↓

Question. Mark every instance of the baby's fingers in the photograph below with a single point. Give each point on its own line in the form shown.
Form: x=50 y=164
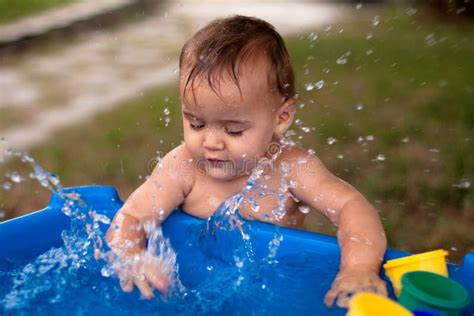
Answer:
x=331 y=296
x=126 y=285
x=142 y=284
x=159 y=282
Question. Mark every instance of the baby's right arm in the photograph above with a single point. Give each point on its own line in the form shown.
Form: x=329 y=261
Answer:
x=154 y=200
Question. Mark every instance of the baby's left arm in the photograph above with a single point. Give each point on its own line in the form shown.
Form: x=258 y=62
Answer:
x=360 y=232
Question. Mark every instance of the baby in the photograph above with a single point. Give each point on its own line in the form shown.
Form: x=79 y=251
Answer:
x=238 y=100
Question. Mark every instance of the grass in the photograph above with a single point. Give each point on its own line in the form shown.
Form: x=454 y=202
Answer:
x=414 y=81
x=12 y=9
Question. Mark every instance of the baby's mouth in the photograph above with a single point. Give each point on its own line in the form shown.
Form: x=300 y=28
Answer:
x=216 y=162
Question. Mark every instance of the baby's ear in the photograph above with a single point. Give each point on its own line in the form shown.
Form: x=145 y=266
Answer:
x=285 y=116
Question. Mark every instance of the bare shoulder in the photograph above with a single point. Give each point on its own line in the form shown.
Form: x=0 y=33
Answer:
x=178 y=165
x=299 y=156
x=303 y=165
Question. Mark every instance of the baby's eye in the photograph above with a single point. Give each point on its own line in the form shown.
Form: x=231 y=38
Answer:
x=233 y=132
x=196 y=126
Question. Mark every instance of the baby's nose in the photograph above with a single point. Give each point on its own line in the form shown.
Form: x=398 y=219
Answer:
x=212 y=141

↑
↓

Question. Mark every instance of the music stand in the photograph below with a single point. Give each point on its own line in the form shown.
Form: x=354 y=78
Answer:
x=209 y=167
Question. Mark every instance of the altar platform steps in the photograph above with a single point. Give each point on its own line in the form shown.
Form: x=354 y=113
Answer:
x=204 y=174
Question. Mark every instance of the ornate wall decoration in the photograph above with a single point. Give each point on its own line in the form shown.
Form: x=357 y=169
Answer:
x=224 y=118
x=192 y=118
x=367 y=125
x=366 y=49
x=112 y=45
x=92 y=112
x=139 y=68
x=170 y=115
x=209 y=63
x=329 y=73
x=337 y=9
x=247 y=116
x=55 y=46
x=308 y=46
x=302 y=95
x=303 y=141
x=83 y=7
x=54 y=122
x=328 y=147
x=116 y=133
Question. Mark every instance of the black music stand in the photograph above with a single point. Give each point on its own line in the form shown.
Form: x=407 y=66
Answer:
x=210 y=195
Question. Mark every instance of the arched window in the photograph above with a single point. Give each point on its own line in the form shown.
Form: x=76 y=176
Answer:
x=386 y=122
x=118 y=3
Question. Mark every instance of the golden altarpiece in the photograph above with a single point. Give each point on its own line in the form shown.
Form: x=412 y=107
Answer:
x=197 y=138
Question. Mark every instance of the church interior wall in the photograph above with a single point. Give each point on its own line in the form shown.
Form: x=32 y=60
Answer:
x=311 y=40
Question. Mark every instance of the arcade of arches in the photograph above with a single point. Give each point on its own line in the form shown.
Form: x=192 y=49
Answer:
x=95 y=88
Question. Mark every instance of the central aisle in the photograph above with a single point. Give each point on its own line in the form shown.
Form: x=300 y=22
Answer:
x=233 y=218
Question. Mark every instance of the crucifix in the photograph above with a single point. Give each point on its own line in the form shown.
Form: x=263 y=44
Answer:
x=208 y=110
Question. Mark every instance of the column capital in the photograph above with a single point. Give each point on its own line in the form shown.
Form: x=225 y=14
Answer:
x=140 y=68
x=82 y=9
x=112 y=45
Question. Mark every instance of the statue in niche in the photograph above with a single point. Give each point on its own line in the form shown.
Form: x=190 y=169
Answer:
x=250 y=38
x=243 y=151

↑

PROBLEM STATEMENT
Using the material above, copy every line in which the string "music" occurs.

EXPECTED OUTPUT
Question. Mark every instance of the music stand in the photograph below with a single point. Give each point on its own line in the form shown.
Question. Mark every instance of the black music stand in the photograph above with a single point. Give each point on its own line in the form shown.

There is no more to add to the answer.